*EXERCISE DETAILS:*
Copy the entries below line for line, with no changes.

*Source records:*

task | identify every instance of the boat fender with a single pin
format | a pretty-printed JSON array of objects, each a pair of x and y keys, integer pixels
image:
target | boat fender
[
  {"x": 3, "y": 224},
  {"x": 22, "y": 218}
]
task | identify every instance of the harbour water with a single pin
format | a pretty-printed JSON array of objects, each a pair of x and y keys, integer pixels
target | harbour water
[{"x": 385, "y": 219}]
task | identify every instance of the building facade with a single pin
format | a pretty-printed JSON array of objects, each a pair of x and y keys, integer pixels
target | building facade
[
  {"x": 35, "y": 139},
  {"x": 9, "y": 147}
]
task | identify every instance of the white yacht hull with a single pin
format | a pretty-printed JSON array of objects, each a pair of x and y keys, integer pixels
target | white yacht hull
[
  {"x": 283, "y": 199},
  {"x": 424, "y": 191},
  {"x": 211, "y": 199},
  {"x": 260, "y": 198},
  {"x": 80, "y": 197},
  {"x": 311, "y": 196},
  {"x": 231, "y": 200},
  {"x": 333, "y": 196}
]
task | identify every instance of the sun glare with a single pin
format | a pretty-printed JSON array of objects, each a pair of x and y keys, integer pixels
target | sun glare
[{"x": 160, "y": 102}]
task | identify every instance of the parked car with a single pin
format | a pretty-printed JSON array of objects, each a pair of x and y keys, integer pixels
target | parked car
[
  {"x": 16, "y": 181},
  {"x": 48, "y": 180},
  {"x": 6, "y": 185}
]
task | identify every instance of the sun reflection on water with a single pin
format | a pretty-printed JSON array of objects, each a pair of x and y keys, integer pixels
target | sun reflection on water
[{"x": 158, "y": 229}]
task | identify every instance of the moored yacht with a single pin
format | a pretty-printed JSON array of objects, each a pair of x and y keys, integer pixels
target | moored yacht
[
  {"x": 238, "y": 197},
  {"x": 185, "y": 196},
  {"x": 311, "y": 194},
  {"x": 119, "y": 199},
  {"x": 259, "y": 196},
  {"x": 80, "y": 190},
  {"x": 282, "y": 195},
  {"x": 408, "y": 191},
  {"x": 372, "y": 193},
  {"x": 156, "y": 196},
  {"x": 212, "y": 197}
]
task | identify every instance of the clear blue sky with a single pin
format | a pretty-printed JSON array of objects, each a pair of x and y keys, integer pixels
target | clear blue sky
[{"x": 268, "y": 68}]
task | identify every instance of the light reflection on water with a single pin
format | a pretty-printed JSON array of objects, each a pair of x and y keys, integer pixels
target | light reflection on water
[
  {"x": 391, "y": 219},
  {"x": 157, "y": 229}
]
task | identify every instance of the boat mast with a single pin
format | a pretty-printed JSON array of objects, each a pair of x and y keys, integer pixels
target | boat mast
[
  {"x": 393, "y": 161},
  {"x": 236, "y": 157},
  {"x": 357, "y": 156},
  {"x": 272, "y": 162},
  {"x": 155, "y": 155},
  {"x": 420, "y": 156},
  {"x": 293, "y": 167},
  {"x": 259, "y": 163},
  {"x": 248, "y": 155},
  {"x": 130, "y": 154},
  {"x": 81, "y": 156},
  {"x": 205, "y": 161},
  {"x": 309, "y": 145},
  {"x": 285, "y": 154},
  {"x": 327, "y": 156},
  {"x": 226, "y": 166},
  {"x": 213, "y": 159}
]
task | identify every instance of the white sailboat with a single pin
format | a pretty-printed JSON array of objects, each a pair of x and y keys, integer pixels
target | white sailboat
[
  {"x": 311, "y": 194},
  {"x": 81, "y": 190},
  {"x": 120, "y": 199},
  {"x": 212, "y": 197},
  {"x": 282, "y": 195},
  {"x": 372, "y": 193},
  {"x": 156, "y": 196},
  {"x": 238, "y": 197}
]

*RESULT:*
task | identify every instance of the boat fender with a single pin
format | a pretty-printed JSON array of objects, each a pair of x and y keys, integer pixels
image:
target | boat fender
[
  {"x": 3, "y": 224},
  {"x": 22, "y": 218}
]
task | identify every instance of the harbour water with a single pin
format | a pretty-printed JSON array of objects, each a pair of x and y keys, integer pixels
target | harbour water
[{"x": 385, "y": 219}]
task | identify every instance of the building facade with a single pin
format | a pretty-printed JSON array of objects, each a pair of x and y keys, integer pixels
target | building facade
[
  {"x": 35, "y": 139},
  {"x": 9, "y": 147}
]
task | identify every instance of the white yacht hull with a single pin
format | a pretty-printed JSON array of objects, each a pair of x and y keys, integer pixels
target | white yacht hull
[
  {"x": 283, "y": 199},
  {"x": 424, "y": 191},
  {"x": 211, "y": 199},
  {"x": 260, "y": 198},
  {"x": 80, "y": 197},
  {"x": 311, "y": 196},
  {"x": 231, "y": 200},
  {"x": 333, "y": 196}
]
task | identify every instance of the sun glare with a single pin
format | a pretty-printed JSON array of objects, each a pair of x and y keys, integer pixels
target | sun glare
[{"x": 160, "y": 102}]
task | identify every instance of the parked car with a single pin
format | a pretty-printed JSON array of objects, each a pair of x and y keys, integer pixels
target | parked car
[
  {"x": 16, "y": 181},
  {"x": 48, "y": 180},
  {"x": 6, "y": 185}
]
task | identify every instance of the sun reflection on water with a single pin
format | a pretty-printed JSON array of objects, each a pair of x and y keys, integer pixels
target | sun reflection on water
[{"x": 158, "y": 229}]
task | identify every instance of the moored yacht with a single pin
format | a pretty-printed JSON array of objects, each a pair of x and y keys, integer pixels
target | moored yacht
[
  {"x": 238, "y": 197},
  {"x": 185, "y": 196},
  {"x": 311, "y": 194},
  {"x": 119, "y": 199},
  {"x": 259, "y": 196},
  {"x": 80, "y": 190},
  {"x": 282, "y": 195},
  {"x": 408, "y": 191},
  {"x": 372, "y": 193},
  {"x": 156, "y": 196},
  {"x": 212, "y": 197}
]
task | identify every instance of the clear blue sky with a single pin
format | a pretty-printed JSON array of objects, each a pair of x and y keys, integer pixels
target | clear blue sky
[{"x": 268, "y": 68}]
task | identify every instance of the light reflection on water with a single pin
format | a pretty-printed JSON array of objects, each a pair of x and y keys, integer pixels
target | light reflection on water
[
  {"x": 391, "y": 219},
  {"x": 157, "y": 229}
]
task | identify every instance of the boat mast with a single pin
format | a pretty-printed JSON array of objects, each a pair of x and y keys, integer pixels
target | boat mast
[
  {"x": 393, "y": 161},
  {"x": 236, "y": 157},
  {"x": 357, "y": 156},
  {"x": 272, "y": 162},
  {"x": 155, "y": 155},
  {"x": 420, "y": 156},
  {"x": 293, "y": 167},
  {"x": 259, "y": 163},
  {"x": 248, "y": 155},
  {"x": 130, "y": 154},
  {"x": 81, "y": 156},
  {"x": 205, "y": 161},
  {"x": 309, "y": 145},
  {"x": 285, "y": 154},
  {"x": 327, "y": 156},
  {"x": 226, "y": 166},
  {"x": 213, "y": 159}
]
task | identify every instance of the white sailboat with a single pin
format | a pretty-printed JSON array of objects, each a pair of x and y keys, integer pixels
target | white sailboat
[
  {"x": 311, "y": 194},
  {"x": 81, "y": 190},
  {"x": 120, "y": 199},
  {"x": 212, "y": 197},
  {"x": 282, "y": 195},
  {"x": 372, "y": 193},
  {"x": 156, "y": 196},
  {"x": 238, "y": 197}
]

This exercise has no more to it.